▶ EXERCISE DESCRIPTION
Copy out the listing in full, exactly as written, but not its pictures.

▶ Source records
· · · · ·
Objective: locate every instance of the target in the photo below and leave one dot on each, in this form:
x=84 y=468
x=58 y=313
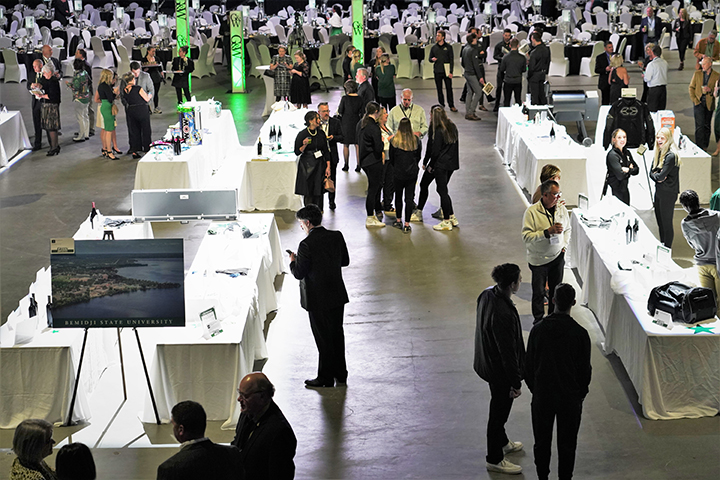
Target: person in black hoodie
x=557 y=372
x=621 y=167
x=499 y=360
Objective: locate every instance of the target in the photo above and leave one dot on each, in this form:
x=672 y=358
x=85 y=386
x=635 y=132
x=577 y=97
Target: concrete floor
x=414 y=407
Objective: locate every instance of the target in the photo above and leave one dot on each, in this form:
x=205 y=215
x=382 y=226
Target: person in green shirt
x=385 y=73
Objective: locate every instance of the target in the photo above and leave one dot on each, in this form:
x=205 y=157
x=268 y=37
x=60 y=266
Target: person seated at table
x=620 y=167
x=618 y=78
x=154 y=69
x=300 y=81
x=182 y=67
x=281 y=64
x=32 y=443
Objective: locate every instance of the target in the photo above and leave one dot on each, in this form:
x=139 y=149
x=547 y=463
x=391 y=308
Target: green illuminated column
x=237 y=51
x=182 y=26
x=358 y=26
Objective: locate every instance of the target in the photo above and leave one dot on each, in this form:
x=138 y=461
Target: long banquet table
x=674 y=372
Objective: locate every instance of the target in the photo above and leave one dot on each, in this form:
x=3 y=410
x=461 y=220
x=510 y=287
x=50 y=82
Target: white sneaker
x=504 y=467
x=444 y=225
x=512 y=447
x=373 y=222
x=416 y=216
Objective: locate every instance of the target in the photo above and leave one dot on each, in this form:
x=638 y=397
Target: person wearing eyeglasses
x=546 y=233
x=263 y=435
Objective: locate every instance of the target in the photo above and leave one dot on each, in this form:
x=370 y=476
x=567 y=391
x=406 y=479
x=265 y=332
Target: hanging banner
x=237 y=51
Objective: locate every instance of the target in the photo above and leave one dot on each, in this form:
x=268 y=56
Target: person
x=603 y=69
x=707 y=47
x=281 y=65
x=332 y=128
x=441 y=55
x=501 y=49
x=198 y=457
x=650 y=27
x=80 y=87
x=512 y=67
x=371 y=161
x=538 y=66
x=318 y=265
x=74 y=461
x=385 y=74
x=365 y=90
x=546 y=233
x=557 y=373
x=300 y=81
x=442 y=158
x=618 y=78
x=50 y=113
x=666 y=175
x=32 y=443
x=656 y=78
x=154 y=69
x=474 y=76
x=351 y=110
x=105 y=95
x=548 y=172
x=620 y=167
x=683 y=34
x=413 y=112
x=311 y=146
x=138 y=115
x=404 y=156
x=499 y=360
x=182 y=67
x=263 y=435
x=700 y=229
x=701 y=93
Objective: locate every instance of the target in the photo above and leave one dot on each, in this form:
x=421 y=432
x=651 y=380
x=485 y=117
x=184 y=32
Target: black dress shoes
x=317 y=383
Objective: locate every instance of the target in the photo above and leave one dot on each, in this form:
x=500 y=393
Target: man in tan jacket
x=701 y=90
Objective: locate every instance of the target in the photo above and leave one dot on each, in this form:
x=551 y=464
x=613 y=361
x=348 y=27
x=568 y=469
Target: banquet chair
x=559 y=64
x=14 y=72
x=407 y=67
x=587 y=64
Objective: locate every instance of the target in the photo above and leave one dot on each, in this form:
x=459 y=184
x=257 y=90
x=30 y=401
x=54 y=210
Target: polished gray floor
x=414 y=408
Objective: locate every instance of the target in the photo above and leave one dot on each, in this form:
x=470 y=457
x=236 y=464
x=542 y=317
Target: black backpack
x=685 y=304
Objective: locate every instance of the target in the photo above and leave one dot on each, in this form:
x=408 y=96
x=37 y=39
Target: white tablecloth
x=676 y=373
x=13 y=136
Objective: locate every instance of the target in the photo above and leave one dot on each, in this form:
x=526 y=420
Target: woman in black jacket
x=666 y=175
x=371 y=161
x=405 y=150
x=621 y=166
· · · · ·
▶ THE COMPLETED TASK
Objective: locate every instance of the target in the photo below and leave one dot on each, in this form:
x=84 y=468
x=58 y=313
Target: person in black hoodie
x=557 y=372
x=621 y=167
x=499 y=360
Objective: locate every instance of the target in the photo above and leave one dot on each, in this form:
x=672 y=358
x=85 y=386
x=635 y=132
x=577 y=97
Target: concrete floor
x=414 y=407
Objective: locate every instance of the target in the photo above and leave one dot on each, in this form:
x=205 y=215
x=382 y=226
Target: person in green shirt
x=385 y=73
Objective: locate every instance of the target in the photo above and leave one dot on each, in this form:
x=205 y=157
x=268 y=37
x=60 y=266
Target: person seated at table
x=620 y=167
x=618 y=78
x=154 y=69
x=300 y=81
x=182 y=67
x=281 y=64
x=32 y=443
Objective: locate every instance of the target in the photo above and leave one dot on each, in this form:
x=139 y=149
x=547 y=463
x=391 y=308
Target: green illuminated column
x=237 y=51
x=182 y=26
x=358 y=26
Objective: locate every instance of the target in the photo above and leave one dot on each, in this form:
x=138 y=461
Target: long banquet table
x=674 y=372
Objective: locate every instance of the target in the photo above and leave one dot on each, in this form:
x=3 y=410
x=461 y=220
x=510 y=287
x=50 y=82
Target: white sneaker
x=504 y=467
x=444 y=225
x=512 y=447
x=373 y=222
x=416 y=216
Objective: locate every instance of the target in the photo above and leave one dot on each, in this form:
x=638 y=397
Target: person wearing eyeglasses
x=546 y=233
x=263 y=435
Objective: locate every instance of the target in the photo above and leave one dot on each, in this form:
x=370 y=476
x=567 y=391
x=406 y=479
x=265 y=332
Target: hanging banner
x=237 y=51
Objective: locate every instance of the target in the photo above and leave one dot on each, in this form:
x=268 y=56
Target: person
x=603 y=69
x=707 y=47
x=281 y=65
x=332 y=128
x=441 y=55
x=501 y=49
x=198 y=457
x=650 y=27
x=80 y=87
x=512 y=67
x=371 y=161
x=538 y=66
x=318 y=265
x=74 y=461
x=385 y=74
x=365 y=90
x=546 y=233
x=557 y=373
x=300 y=81
x=442 y=158
x=618 y=78
x=50 y=113
x=666 y=175
x=32 y=443
x=656 y=78
x=154 y=69
x=474 y=76
x=351 y=110
x=105 y=95
x=548 y=172
x=620 y=167
x=683 y=34
x=413 y=112
x=311 y=146
x=138 y=115
x=404 y=156
x=499 y=360
x=182 y=67
x=263 y=435
x=700 y=229
x=701 y=93
Objective: locate every instance of the target in the photo above and leave one dot on each, in this form:
x=421 y=432
x=651 y=380
x=485 y=117
x=184 y=32
Target: black dress shoes
x=317 y=383
Objective: locate every instance of the target in the photo above and leave one dot on each, in this form:
x=500 y=393
Target: man in tan jacket
x=701 y=90
Objective: locate every instance of the target in the photo above and leave one dot on each, in this form:
x=551 y=464
x=613 y=361
x=348 y=27
x=568 y=469
Target: banquet chair
x=559 y=64
x=14 y=72
x=407 y=67
x=587 y=64
Objective: locate every instance of the target in the photo above and leave one dot on each, in this form:
x=459 y=184
x=257 y=90
x=30 y=401
x=54 y=210
Target: polished gray floor
x=414 y=408
Objective: locate every instance of the target in the photo above and leave one dot on each, in this form:
x=470 y=457
x=236 y=464
x=542 y=317
Target: black backpack
x=685 y=304
Objective: locate every instance of the target in the photo above and leave one dot on each, in this form:
x=408 y=96
x=37 y=39
Target: white tablecloth
x=676 y=373
x=13 y=136
Objective: locate every instance of the target in the photo above and leave one dot on each, in this form:
x=526 y=420
Target: woman in black jacket
x=666 y=175
x=371 y=161
x=405 y=150
x=621 y=166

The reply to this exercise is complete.